(Point labeling examples)
....

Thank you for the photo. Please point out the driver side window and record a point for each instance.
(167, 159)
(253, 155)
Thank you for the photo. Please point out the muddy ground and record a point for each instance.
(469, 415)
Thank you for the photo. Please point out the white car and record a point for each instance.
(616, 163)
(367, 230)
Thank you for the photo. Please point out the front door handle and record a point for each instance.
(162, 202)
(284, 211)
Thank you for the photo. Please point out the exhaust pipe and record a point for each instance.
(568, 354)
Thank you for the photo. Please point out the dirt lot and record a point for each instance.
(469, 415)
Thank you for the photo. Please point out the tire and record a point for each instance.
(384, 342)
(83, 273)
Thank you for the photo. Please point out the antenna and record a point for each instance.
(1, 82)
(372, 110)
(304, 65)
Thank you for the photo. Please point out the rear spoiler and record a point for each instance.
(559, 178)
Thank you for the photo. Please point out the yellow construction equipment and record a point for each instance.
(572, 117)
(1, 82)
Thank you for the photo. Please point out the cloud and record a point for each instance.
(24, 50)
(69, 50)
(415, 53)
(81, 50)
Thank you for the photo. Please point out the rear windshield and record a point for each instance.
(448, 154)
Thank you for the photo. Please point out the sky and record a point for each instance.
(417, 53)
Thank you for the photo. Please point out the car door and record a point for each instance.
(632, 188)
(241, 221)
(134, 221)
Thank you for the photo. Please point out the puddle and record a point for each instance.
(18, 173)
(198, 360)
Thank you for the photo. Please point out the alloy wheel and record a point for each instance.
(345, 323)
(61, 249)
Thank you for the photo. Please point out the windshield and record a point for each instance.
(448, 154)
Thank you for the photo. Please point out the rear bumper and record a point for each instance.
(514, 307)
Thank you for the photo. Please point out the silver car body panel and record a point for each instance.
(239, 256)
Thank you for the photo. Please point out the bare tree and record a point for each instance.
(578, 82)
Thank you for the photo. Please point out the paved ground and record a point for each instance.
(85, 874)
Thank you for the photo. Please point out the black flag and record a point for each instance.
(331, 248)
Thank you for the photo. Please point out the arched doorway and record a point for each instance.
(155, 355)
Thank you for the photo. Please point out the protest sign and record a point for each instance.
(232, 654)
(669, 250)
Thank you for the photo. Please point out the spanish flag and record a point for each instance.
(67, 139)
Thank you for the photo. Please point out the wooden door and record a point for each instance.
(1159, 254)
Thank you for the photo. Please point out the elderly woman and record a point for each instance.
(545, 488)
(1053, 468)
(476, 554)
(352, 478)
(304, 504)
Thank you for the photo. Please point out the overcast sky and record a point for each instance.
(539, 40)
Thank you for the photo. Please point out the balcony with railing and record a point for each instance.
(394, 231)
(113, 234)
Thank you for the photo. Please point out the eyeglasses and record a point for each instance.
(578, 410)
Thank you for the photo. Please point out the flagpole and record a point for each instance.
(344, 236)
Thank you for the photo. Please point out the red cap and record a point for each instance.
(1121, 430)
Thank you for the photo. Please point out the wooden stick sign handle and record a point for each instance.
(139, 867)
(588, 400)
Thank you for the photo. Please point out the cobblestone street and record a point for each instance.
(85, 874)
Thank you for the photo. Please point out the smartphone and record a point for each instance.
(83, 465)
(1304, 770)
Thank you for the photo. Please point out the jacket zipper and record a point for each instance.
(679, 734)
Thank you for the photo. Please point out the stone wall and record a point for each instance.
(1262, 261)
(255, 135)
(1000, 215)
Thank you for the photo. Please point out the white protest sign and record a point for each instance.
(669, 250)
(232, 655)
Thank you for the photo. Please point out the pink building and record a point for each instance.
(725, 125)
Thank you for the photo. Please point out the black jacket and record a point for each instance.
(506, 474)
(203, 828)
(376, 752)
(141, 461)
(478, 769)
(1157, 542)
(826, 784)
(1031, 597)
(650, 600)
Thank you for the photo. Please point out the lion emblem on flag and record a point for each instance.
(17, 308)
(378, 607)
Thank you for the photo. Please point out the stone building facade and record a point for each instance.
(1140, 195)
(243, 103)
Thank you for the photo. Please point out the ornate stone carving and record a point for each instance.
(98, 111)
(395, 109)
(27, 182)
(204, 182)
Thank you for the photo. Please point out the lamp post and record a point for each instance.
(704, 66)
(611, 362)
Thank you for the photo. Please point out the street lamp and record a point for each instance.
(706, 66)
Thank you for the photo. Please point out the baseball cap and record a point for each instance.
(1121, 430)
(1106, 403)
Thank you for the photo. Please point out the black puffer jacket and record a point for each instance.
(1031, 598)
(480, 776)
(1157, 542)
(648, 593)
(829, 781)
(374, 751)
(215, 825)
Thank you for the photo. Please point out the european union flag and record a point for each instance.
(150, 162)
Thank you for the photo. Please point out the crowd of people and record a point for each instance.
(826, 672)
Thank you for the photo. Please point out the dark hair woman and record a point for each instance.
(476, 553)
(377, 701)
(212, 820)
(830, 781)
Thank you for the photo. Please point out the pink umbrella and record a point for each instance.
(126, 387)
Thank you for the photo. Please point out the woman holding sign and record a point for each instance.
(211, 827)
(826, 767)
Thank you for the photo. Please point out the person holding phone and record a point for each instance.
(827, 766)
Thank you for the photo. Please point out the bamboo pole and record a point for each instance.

....

# What you will do:
Rewrite the rows from the line with "Thank you for the photo. Please point out the person" through the last row, requests included. In the answers, scale every coordinate by 1.1 and round it to a whole number, with halves rounded up.

# Output of the exercise:
Thank you for the photo. Please point out the person holding phone and record a point for each instance.
(910, 843)
Thank you for the photo. Please point out the bamboo pole and record a point for each instance.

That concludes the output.